━━━ 本文抜粋 ━━━

そういうことがあると社員が一日に働く時間が短くなってしまうので、痛手だと思う経営者もいるでしょう。でも、そこは「それでいいよ」と肯定してあげた方が、社員にとってはよっぽど気楽なはずです。
編集部:私も同意見です。育児をしているからといって、「休んで申し訳ない」「管理職の人も板挟みになって心が痛い」などは思わなくてもいいんですよ。従業員が心を傷めずに働けるのは、企業にとって非常に大事なことです。
うちも5人子どもがいて、年の差が結構あります。上の子はもう実は20歳の双子です。
上の子には少し申し訳ないのですが、その当時の子育ての反省が下の子にとても活きているということがありました。「こうしていたらよかったな」と思うことももちろんあります。
今でこそ、子育てをしていたときの未熟さが良くわかります。でも子育て真っ最中だと、なかなか気付きにくいものですよね。親も子育ては手探りな訳ですから。だからせめて、会社に対する申し訳なさぐらいは軽減できればと。
———たしかに、そういったストレスが減るだけでも、気持ち良く働き続けられそうですね。
沢木:とはいえ、「育児と両立して働くこと」だけを目的に入社されるのもまた違います。我々が掲げるミッションは、「働きやすさ・働き続けやすさを世の中に提供すること」。つまり、自分たちが社会の人々に、働きやすさを提供する立場でなければなりません。
そのため、自分自身の働きやすさだけを期待して入社されてしまうと、違和感につながりかねないんです。ですから、個人の意志やチームのあり方のバランスの取り方には注意しています。
制度は「つくって終わり」ではなく、活用する人の姿が見えてこそ
———実際に今、育児中の社員の方は多くいらっしゃるのでしょうか。

━━━ 抜粋データ ━━━

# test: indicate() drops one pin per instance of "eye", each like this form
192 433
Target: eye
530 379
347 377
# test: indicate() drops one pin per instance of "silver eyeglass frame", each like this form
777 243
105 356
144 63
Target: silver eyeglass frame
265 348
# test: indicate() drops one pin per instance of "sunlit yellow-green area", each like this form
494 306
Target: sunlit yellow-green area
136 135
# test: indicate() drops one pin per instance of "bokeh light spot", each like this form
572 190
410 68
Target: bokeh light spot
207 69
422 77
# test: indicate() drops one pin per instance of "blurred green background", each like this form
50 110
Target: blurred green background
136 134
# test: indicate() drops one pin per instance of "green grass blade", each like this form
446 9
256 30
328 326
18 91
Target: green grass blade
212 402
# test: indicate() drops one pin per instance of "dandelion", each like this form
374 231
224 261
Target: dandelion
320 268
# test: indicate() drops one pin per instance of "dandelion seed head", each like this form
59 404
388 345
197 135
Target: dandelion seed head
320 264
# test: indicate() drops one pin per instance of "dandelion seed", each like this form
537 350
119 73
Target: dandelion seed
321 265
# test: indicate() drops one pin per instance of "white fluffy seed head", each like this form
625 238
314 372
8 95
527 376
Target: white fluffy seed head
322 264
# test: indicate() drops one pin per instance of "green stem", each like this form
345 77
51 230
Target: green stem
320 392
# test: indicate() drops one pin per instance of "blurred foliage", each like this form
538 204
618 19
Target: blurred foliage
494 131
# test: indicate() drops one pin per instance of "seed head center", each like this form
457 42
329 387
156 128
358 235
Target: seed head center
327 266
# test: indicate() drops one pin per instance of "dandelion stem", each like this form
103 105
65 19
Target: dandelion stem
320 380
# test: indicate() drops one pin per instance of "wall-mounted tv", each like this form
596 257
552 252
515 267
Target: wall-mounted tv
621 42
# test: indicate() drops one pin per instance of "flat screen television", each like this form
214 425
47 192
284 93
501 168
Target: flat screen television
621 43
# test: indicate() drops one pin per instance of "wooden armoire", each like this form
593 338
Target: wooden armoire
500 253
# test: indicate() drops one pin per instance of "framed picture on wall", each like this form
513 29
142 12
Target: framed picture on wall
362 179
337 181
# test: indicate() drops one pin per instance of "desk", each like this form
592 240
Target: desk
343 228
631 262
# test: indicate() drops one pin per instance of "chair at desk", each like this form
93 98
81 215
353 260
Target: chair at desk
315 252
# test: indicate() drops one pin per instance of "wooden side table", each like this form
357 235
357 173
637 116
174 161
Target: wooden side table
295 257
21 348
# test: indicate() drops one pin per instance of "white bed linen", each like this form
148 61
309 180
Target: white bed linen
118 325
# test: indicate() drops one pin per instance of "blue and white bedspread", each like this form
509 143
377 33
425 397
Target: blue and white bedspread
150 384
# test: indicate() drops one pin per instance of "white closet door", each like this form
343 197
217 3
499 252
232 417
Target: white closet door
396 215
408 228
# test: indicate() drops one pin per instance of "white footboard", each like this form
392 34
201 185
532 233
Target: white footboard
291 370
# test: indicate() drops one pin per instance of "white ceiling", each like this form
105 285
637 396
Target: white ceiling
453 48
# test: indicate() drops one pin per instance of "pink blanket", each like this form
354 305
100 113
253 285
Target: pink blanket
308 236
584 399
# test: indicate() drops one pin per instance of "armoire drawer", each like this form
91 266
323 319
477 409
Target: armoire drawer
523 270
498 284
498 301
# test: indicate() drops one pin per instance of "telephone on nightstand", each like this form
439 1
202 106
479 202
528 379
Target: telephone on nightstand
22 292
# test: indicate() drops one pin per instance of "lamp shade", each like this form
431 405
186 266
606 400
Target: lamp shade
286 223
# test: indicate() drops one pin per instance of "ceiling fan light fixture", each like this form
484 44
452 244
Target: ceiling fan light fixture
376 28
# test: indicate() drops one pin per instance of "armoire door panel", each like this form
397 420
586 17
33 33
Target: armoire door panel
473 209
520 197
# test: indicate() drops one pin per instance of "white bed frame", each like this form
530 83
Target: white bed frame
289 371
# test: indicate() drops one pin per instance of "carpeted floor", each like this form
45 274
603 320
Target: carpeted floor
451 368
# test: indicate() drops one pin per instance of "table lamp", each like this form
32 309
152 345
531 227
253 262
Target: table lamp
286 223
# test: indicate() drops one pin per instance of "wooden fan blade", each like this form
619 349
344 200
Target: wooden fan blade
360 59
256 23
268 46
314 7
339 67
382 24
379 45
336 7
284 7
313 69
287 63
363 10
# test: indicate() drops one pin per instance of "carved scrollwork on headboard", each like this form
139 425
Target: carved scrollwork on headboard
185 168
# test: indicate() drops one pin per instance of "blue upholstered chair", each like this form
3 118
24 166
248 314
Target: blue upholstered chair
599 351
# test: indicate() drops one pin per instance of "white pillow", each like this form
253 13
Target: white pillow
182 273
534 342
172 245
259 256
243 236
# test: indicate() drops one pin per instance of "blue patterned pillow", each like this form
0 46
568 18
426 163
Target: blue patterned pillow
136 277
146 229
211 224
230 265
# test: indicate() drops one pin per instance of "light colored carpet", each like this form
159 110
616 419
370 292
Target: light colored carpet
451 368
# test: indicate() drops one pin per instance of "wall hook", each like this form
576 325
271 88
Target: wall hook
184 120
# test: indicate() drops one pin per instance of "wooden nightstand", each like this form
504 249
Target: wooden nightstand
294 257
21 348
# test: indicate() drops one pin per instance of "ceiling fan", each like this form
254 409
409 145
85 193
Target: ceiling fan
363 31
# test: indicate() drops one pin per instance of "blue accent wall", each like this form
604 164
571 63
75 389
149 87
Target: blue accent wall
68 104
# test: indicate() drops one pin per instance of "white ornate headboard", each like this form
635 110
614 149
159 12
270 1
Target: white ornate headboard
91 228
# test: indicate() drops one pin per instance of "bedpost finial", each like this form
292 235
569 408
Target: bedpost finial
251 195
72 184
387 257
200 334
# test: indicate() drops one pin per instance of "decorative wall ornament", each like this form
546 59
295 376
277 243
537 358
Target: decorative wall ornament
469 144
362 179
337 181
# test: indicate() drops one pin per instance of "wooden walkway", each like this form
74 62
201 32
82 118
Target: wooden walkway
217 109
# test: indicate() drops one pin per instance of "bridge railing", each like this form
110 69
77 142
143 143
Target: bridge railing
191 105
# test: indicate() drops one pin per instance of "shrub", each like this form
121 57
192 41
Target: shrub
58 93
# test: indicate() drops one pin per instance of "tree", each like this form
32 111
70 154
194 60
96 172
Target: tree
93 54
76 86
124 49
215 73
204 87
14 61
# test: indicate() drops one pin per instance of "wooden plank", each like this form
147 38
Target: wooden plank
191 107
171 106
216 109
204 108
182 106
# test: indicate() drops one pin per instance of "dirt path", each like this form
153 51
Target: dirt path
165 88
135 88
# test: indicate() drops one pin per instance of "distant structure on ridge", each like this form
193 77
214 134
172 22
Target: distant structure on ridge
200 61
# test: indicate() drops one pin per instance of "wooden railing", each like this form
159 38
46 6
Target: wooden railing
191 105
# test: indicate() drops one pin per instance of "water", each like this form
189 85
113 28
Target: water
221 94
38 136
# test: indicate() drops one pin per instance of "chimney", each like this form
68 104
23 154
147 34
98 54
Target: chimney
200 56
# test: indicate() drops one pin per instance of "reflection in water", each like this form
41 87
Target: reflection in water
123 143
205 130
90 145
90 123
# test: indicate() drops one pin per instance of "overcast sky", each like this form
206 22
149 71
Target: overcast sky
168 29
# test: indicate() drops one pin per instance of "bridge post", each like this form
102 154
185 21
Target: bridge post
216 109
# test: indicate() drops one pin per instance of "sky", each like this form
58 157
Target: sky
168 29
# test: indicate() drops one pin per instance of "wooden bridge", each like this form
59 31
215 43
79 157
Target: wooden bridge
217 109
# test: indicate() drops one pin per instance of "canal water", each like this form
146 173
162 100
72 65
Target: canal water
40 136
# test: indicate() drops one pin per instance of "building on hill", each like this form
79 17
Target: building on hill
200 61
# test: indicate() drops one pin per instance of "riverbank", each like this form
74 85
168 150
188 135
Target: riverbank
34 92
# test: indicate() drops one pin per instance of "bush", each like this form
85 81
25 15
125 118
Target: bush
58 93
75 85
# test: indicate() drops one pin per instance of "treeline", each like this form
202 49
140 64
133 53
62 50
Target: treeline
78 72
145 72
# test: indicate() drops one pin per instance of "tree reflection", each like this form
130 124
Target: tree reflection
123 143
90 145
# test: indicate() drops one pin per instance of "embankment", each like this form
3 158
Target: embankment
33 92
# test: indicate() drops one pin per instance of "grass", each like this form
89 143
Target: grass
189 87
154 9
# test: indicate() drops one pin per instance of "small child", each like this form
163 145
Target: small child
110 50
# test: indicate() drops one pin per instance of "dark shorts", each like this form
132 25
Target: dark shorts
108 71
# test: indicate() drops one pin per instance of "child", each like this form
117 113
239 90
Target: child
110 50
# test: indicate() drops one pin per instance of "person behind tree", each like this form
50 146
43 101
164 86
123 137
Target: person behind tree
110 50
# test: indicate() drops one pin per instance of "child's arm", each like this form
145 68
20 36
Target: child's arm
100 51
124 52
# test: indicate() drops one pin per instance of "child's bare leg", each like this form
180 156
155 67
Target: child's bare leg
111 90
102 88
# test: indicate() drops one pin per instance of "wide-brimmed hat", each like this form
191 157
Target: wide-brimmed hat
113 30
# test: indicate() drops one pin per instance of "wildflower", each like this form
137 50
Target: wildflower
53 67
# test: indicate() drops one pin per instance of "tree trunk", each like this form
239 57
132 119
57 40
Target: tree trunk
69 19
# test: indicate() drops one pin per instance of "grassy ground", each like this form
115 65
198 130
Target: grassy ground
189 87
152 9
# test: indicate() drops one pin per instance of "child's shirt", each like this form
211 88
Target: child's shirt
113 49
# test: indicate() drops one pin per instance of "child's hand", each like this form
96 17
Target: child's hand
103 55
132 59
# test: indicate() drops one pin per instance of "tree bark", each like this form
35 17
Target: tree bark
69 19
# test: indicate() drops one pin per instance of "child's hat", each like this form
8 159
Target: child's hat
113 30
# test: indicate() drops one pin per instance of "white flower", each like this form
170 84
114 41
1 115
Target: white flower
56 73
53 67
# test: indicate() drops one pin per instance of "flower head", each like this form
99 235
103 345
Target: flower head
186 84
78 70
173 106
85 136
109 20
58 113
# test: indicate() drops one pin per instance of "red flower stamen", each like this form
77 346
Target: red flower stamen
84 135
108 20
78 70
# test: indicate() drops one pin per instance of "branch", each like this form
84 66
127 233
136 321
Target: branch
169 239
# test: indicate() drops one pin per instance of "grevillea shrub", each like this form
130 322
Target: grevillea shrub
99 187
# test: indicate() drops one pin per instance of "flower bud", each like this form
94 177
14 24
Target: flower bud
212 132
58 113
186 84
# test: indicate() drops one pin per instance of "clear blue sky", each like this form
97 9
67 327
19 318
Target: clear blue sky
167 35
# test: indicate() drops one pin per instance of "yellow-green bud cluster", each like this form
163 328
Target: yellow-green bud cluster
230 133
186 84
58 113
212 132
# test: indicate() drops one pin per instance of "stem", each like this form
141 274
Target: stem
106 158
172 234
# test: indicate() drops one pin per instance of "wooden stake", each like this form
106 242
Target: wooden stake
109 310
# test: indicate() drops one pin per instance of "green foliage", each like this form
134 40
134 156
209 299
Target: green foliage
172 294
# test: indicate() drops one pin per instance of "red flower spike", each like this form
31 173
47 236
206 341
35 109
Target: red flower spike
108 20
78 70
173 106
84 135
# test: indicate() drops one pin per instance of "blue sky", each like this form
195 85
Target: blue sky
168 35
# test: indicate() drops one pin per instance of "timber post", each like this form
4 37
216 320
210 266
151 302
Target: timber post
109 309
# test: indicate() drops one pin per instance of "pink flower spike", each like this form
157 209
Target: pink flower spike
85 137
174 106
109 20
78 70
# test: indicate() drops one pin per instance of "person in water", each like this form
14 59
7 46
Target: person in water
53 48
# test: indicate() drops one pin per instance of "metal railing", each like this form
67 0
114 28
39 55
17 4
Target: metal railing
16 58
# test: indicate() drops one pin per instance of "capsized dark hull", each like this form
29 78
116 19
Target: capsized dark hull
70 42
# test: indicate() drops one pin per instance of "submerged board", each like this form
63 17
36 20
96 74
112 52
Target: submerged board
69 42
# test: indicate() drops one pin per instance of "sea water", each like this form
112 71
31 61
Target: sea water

━━━

目標 1 -
育児と仕事の両立をめぐるインタビューから、「そういうことがあると社員が一」と「る立場でなければなりません。」のあいだを、その両方を含めて一字も変えずに書き出してもらえますか?
目標 2 -
育児と仕事の両立をめぐるインタビューを、最後の一文のあとから続けて書き進めてもらえますか?

最終結果 1 -
そういうことがあると社員が一日に働く時間が短くなってしまうので、痛手だと思う経営者もいるでしょう。でも、そこは「それでいいよ」と肯定してあげた方が、社員にとってはよっぽど気楽なはずです。
編集部:私も同意見です。育児をしているからといって、「休んで申し訳ない」「管理職の人も板挟みになって心が痛い」などは思わなくてもいいんですよ。従業員が心を傷めずに働けるのは、企業にとって非常に大事なことです。
うちも5人子どもがいて、年の差が結構あります。上の子はもう実は20歳の双子です。
上の子には少し申し訳ないのですが、その当時の子育ての反省が下の子にとても活きているということがありました。「こうしていたらよかったな」と思うことももちろんあります。
今でこそ、子育てをしていたときの未熟さが良くわかります。でも子育て真っ最中だと、なかなか気付きにくいものですよね。親も子育ては手探りな訳ですから。だからせめて、会社に対する申し訳なさぐらいは軽減できればと。
———たしかに、そういったストレスが減るだけでも、気持ち良く働き続けられそうですね。
沢木:とはいえ、「育児と両立して働くこと」だけを目的に入社されるのもまた違います。我々が掲げるミッションは、「働きやすさ・働き続けやすさを世の中に提供すること」。つまり、自分たちが社会の人々に、働きやすさを提供する立場でなければなりません。

最終結果 2 -
沢木:社員も今6割ぐらいが女性ですし、男女関係なく、育児中のメンバーが3分の1くらいはいます。
そもそもOKANは「育児と仕事の両立ができずに辞めていく人が多い」というところを、何とかしたいと思ってやっている会社です。ですから、自社の社員には少なくともそれを理由に辞めて欲しくないんですよね。
そうなると、社内にセーフティーネットのような制度を手厚くしていくことは必然的です。結果として、育休から戻ってくる率は極めて高い状態です。産休・育休に入るメンバーも一定数以上います。先々月以降から、3人ほど復帰していますよ。
———スタートアップで育休を取得し、複数人の社員が復帰までを経験しているケースは、まだまだ少ないような気がしますが…
沢木:そうですよね。育休から戻ってきたメンバーに言われてうれしかったのは、「この会社だから2人目を産もうと思った」です。
制度の整備だけではなく、その制度を利用して活躍できている人の姿が見られることが重要だと思っています。実際に育休を取得して会社に戻ってくる人がいて、子育てをしながら仕事を両立している姿を見る。その結果、「自分にもできるかも」とまた別の方が思えるのが理想です。
例に挙げた方も、先輩が育休を経て育児と仕事の両立をしている姿を見て、「自分でもできるかも」とご出産をされている状況なんです。
少なくとも出産や育児が理由で、この会社で働けなくなることはありません。そこは会社として大切にしたい価値観です。
編集部:「企業が何のために存在しているのか」というところが非常に重要だと思っています。
僕がこれまで勤めてきた会社でも、女性の出産は「リスク」ととらえているところを目にしてきました。僕はそこにとても違和感があったんです。「育児への支援と企業の組織体制は、実は両立できるのではないか?」と…。
もしかしたら僕の経営者としての目線がまだ未熟なのかもしれないのですが、そこをしっかり両立できる体制がつくれているのが、理想の形だと思います。
子育て世代以外にも使える制度が、社員の働き続けやすさにつながる
———OKANでは、育児しやすい環境を実現するためにどのような制度を導入していますか。
沢木:特別なものではありませんが、フレックスタイム制を導入しています。コアタイムは11時〜16時で、それ以外の時間は自由。子どもの送迎や行事、通院や介護なども行なっていただけます。
加えて、事前に申請すればコアタイムに離席しても良いとしています。就業規則などをきちんとしなくてはいけないIPO準備中の企業の中では、比較的フレキシブルな方だと思いますね。
———それは、企業風土として自ずとそうなっているところが大きいのでしょうか。
沢木:おっしゃる通りです。根本から「育児と仕事は両立できるのが当たり前」だと思っていて、それが前提であると考えています。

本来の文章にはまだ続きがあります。